== Available records

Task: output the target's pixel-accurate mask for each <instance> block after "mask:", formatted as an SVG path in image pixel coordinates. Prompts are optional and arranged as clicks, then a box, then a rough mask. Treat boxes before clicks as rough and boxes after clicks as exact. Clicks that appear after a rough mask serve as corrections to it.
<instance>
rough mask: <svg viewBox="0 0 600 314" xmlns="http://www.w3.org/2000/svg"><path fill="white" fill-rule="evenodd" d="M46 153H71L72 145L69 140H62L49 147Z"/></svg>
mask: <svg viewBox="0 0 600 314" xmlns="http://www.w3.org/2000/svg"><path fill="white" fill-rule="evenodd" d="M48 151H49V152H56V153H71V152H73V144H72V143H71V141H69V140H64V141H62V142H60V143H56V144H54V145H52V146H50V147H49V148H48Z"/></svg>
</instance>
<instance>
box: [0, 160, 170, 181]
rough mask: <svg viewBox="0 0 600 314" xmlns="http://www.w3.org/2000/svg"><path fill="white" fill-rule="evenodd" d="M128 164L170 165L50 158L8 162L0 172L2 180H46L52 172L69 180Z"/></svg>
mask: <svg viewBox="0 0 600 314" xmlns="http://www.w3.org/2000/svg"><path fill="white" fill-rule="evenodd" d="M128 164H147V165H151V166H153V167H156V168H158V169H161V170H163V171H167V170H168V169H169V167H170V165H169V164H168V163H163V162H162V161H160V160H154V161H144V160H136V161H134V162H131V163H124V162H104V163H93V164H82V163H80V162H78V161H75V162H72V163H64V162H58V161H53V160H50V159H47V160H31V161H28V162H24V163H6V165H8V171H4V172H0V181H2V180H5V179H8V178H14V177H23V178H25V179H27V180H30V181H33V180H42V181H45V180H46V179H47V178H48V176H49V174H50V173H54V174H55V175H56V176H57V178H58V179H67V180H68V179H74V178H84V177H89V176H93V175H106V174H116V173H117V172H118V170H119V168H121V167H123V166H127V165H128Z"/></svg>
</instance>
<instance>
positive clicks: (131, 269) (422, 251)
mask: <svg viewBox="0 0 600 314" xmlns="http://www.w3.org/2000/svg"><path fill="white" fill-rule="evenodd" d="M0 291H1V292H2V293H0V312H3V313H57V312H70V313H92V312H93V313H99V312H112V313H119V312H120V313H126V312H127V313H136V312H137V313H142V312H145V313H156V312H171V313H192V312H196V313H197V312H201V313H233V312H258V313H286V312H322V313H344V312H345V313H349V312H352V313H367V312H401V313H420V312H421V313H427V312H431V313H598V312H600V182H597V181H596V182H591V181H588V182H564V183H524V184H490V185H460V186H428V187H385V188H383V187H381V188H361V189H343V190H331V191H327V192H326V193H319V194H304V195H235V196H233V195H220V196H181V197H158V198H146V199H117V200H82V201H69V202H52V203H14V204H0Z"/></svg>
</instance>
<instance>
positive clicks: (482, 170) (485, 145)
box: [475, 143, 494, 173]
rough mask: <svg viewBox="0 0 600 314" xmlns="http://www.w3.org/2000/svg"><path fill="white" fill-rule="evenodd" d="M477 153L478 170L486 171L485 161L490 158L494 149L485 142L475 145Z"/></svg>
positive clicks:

====

The task:
List each line of the listing above that contains the string "positive", treating uppercase and lowercase as distinct.

Output below:
positive clicks: (131, 269) (422, 251)
positive clicks: (482, 170) (485, 145)
positive clicks:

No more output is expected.